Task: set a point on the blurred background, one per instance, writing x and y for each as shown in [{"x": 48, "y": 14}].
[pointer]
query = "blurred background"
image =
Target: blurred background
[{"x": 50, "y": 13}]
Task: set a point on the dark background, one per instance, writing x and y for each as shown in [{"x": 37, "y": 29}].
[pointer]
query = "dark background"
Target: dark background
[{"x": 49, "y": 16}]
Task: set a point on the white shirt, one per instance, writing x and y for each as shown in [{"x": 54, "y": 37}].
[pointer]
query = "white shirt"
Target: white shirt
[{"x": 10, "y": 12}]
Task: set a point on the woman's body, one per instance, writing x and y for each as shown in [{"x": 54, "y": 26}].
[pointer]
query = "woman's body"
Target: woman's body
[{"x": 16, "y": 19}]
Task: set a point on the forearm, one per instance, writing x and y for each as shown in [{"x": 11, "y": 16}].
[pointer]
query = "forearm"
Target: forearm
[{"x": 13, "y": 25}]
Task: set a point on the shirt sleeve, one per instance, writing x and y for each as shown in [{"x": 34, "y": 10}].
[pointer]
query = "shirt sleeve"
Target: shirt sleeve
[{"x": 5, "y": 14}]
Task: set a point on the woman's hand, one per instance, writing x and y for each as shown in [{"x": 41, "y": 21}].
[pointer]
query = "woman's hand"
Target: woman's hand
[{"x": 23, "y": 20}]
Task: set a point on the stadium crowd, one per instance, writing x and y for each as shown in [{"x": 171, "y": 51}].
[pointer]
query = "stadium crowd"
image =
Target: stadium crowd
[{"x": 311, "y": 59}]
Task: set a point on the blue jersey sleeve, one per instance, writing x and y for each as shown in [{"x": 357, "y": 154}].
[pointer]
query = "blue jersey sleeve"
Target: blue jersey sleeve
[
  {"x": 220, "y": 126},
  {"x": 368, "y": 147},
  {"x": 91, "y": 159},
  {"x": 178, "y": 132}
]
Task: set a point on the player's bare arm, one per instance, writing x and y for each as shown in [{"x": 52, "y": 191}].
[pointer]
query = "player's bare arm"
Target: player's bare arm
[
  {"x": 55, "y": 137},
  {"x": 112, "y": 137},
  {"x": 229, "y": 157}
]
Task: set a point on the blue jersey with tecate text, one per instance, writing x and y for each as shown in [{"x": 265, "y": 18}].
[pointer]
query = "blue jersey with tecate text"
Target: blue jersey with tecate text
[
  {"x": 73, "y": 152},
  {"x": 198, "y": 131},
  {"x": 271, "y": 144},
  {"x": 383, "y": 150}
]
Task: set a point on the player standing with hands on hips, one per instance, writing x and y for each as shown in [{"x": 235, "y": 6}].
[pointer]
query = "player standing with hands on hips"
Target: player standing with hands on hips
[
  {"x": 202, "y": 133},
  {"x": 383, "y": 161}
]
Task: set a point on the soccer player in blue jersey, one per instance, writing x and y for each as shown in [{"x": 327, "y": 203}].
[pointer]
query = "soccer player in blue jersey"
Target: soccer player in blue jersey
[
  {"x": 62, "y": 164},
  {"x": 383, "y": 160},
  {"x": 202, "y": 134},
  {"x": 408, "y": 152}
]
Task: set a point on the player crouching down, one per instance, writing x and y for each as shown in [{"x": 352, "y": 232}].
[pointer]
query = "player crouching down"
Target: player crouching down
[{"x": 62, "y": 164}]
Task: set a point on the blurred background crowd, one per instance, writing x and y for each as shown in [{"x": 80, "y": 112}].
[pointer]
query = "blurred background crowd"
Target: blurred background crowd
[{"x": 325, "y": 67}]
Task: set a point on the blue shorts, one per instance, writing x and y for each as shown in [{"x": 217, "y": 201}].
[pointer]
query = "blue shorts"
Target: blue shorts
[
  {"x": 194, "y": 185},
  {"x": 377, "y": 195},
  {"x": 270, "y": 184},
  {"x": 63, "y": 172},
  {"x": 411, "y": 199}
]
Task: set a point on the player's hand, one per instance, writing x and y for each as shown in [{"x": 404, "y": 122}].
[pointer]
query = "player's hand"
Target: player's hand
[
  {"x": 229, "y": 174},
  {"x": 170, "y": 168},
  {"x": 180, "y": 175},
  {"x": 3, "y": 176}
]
------------------------------------
(TASK GOAL):
Repeat, exactly and only, the lines from the beginning of the material through the line that contains "Task: set a point on the stadium".

(SOLUTION):
Task: set a point on the blurred background, one per instance, writing x and y for each as shown in [{"x": 48, "y": 14}].
[pointer]
query = "blurred background"
image =
Target: blurred background
[{"x": 50, "y": 13}]
Task: set a point on the dark background, one per instance, writing x and y for each as shown in [{"x": 37, "y": 29}].
[pointer]
query = "dark background"
Target: dark background
[{"x": 49, "y": 16}]
Task: set a point on the white shirt, one per instance, writing x and y for each as shown in [{"x": 54, "y": 37}].
[pointer]
query = "white shirt"
Target: white shirt
[{"x": 10, "y": 12}]
Task: set a point on the woman's body, one per instance, writing x and y for each as shown in [{"x": 54, "y": 26}].
[pointer]
query = "woman's body"
Target: woman's body
[{"x": 16, "y": 19}]
Task: set a point on the forearm, one per instance, writing x and y for each as shown in [{"x": 11, "y": 16}].
[pointer]
query = "forearm"
Target: forearm
[{"x": 13, "y": 25}]
Task: set a point on the shirt sleeve, one per instance, writing x and y for each as shown in [{"x": 34, "y": 10}].
[pointer]
query = "shirt sleeve"
Target: shirt sleeve
[{"x": 5, "y": 14}]
Task: set a point on the woman's hand, one per instance, writing x and y for each as shown in [{"x": 41, "y": 21}].
[pointer]
query = "woman's hand"
Target: woman's hand
[{"x": 23, "y": 20}]
Task: set a point on the stadium crowd, one per instance, writing x and y for each as shown in [{"x": 171, "y": 51}].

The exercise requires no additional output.